### Given records:
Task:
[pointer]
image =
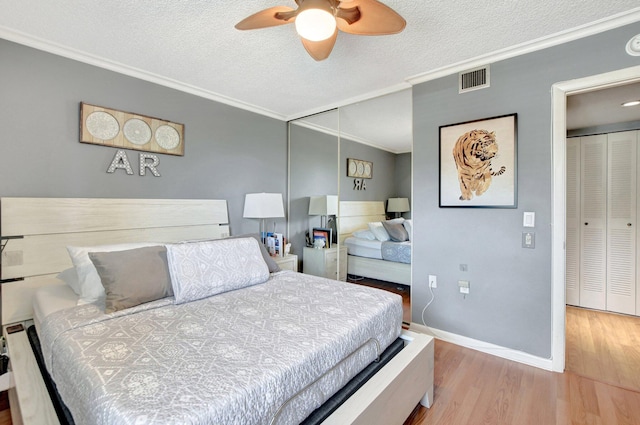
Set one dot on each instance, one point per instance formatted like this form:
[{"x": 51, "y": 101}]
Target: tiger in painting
[{"x": 472, "y": 154}]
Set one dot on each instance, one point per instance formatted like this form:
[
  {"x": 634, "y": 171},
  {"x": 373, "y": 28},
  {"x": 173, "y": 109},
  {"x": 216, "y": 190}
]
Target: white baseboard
[{"x": 484, "y": 347}]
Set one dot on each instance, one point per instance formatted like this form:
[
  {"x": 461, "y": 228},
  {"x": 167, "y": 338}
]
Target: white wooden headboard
[
  {"x": 356, "y": 215},
  {"x": 46, "y": 226}
]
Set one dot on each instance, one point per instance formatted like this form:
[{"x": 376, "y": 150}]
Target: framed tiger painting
[{"x": 478, "y": 163}]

### Task to complete:
Restate all of the material word for word. Keep out every picture.

### Reply:
Task:
[pointer]
image =
Set one dot on each instance, one point per instance formatted like this form:
[{"x": 51, "y": 101}]
Target: tiger in painting
[{"x": 472, "y": 154}]
Set one dot on each instance, one point per instance formatted like this form:
[
  {"x": 634, "y": 171},
  {"x": 373, "y": 28},
  {"x": 173, "y": 109},
  {"x": 216, "y": 190}
]
Target: white baseboard
[{"x": 484, "y": 347}]
Set one dot on each instance, one point per instance formatted like this form:
[
  {"x": 461, "y": 228},
  {"x": 167, "y": 338}
]
Target: white wooden headboard
[
  {"x": 356, "y": 215},
  {"x": 46, "y": 226}
]
Set one dot on each instance, one point per instance formatted like this form:
[{"x": 376, "y": 150}]
Target: framed tiger painting
[{"x": 478, "y": 163}]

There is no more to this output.